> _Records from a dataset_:
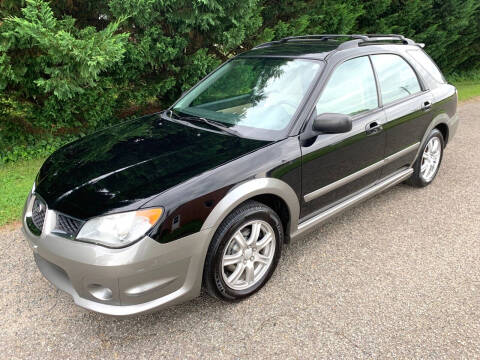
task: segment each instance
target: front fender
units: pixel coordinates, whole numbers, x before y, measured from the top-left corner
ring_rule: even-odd
[[[290,234],[292,234],[298,227],[300,203],[290,185],[275,178],[248,180],[233,187],[208,215],[202,230],[217,228],[238,205],[257,195],[266,194],[276,195],[287,204],[290,215]]]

> _Exercise_: Could the entries above be written out word for word, pictures excluded?

> _Completed task_:
task: segment each instance
target: front fender
units: pixel coordinates, whole numbers, x before y, measured from the top-left corner
ring_rule: even-odd
[[[290,234],[292,234],[298,227],[300,203],[290,185],[275,178],[248,180],[233,187],[208,215],[202,230],[217,228],[238,205],[257,195],[266,194],[276,195],[287,204],[290,215]]]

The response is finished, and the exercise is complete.